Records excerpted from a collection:
____

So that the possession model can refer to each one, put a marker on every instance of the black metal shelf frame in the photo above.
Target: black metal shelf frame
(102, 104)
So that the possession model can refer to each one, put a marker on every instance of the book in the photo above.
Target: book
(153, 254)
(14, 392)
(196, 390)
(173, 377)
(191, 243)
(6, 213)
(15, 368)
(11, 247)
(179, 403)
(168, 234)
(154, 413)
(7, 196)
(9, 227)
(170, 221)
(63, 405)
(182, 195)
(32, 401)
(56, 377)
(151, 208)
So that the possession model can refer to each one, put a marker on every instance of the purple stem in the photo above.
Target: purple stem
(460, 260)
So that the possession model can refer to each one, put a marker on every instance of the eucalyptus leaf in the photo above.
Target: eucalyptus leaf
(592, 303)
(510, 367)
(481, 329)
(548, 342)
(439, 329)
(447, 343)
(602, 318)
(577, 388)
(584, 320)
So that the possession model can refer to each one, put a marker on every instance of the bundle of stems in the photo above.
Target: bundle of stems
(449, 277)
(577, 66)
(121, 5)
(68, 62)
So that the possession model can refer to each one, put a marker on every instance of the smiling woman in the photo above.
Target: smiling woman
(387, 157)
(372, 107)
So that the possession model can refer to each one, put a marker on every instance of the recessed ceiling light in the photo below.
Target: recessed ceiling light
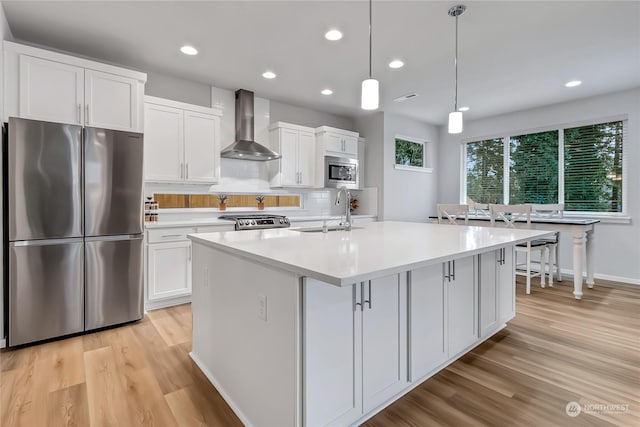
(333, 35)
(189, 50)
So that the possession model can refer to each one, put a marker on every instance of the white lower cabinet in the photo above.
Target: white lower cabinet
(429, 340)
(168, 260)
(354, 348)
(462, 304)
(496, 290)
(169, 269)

____

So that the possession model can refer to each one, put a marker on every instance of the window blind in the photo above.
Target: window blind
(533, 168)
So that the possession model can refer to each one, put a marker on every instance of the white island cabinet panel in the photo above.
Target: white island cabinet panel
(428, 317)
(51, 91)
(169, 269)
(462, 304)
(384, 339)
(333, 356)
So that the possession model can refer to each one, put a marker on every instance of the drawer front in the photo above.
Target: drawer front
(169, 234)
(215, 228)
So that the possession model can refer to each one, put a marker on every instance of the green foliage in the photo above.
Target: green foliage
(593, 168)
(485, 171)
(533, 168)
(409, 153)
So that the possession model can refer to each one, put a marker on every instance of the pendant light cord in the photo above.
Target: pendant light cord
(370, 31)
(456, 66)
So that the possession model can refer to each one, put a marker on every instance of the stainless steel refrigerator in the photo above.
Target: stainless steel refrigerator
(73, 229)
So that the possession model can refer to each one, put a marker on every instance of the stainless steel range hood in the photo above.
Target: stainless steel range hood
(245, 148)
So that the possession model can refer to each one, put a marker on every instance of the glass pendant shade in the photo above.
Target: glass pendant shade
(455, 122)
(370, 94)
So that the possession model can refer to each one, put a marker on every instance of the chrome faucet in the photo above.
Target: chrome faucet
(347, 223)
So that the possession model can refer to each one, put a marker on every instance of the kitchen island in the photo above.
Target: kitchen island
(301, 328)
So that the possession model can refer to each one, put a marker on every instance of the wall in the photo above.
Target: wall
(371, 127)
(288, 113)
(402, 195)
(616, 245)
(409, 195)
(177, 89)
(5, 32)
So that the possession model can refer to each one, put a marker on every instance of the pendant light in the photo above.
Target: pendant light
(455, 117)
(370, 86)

____

## Assignment
Could you restate word for word the lines above from the one containing "front in the photo above." through the one containing "cord in the photo above.", both included, and nothing else?

## Expected output
So that the possession model can refer to each one, put a marker on every instance of the drawer front in the photo above.
Target: drawer front
(169, 234)
(215, 228)
So that the possession model can refer to each one, put a marker on every instance of the green foliage in the photo above.
Target: green foliage
(593, 168)
(485, 171)
(533, 168)
(409, 153)
So that the possession model can refer to each one, put a marker on every instance of the pendant light cord in the photo above.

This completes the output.